EXTRACTED TEXT ::
◇ ◇ ◇ ◇ ◇
Company Tax

The Nitty Gritty of Company/ Corporate Tax

What is Corporate Income Tax?

Corporate Income Tax (CIT) is a tax imposed on companies resident in the Republic of South Africa (i.e. incorporated under the laws of, or which are effectively managed in, the Republic, and which derive income from within or outside the Republic. Non-resident companies which operate through a branch or which have a permanent establishment within the Republic are subject to tax on all income from a source within the Republic.

When should CIT be paid?

Provisional Tax
  • First payment – within six months from the beginning of the year of assessment
  • Second payment – on or before the last day of the year of assessment
  • Third payment – seven months after the year of assessment for taxpayers with February year-end and six months after year of assessment for all other cases.
Tax on Assessment
Payment of tax upon an assessment notice issued by SARS must be done within the period specified in such notice.
◇ ◇ ◇ ◇ ◇
DATA BLOCK ::
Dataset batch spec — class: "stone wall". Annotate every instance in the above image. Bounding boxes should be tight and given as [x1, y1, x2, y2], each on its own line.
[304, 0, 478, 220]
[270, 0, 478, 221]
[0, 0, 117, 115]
◇ ◇ ◇ ◇ ◇
EXERCISES ::
1. In the company tax text, when is the second provisional tax payment due?
2. Reproduce the company tax text word for word from "What is Corporate" to "CIT be paid?".

ANSWERS PROVIDED ::
1. On or before the last day of the year of assessment.

2.
What is Corporate Income Tax?

Corporate Income Tax (CIT) is a tax imposed on companies resident in the Republic of South Africa (i.e. incorporated under the laws of, or which are effectively managed in, the Republic, and which derive income from within or outside the Republic. Non-resident companies which operate through a branch or which have a permanent establishment within the Republic are subject to tax on all income from a source within the Republic.

When should CIT be paid?